##### THE INPUT #####
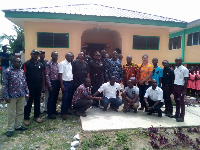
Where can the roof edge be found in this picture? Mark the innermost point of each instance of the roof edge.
(44, 15)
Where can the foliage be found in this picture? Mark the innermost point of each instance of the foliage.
(16, 42)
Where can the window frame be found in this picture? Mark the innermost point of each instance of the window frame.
(192, 39)
(146, 42)
(173, 43)
(53, 40)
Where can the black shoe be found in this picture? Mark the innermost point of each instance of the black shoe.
(160, 114)
(149, 113)
(56, 113)
(22, 128)
(51, 117)
(180, 119)
(141, 108)
(174, 116)
(9, 133)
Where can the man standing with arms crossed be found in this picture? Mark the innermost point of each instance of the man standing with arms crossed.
(66, 83)
(53, 83)
(180, 89)
(14, 91)
(34, 71)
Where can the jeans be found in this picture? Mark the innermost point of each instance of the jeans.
(180, 104)
(3, 68)
(15, 113)
(114, 102)
(34, 94)
(67, 97)
(53, 97)
(167, 91)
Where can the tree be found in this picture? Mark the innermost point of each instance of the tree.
(16, 42)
#####
SHORT TASK
Write out every line of the records above word for word, including each coordinate pair, and leave the pictures out.

OUTPUT FOR THIS EXERCISE
Where can the roof edge be found in this picture? Mark the innermost point of each instance of the roof edge.
(44, 15)
Where can the foliage be found in this picture? Mark the innermost point of each instance of the foliage.
(16, 42)
Where can the window frame be found in this picture? Mark the innermost point of each instance of the window frame.
(192, 39)
(146, 42)
(173, 43)
(53, 40)
Where can the black shoe be found in this picture? Mark the innermost point of each instance of the black shoe.
(160, 114)
(149, 113)
(56, 113)
(22, 128)
(51, 117)
(180, 119)
(141, 108)
(174, 116)
(9, 133)
Where can the man standing with arms crossed be found in this picture? Mark the innermost point of each instance of the man standing with arms crossed.
(66, 83)
(53, 83)
(180, 89)
(14, 91)
(34, 71)
Where can the jeans be found in this picture? Mark the innermost point of each instance of the jeans.
(180, 104)
(3, 68)
(15, 113)
(114, 102)
(34, 94)
(67, 97)
(53, 97)
(167, 91)
Where can the tree be found in this picture? Mark the innermost point of each instance of the tree.
(16, 42)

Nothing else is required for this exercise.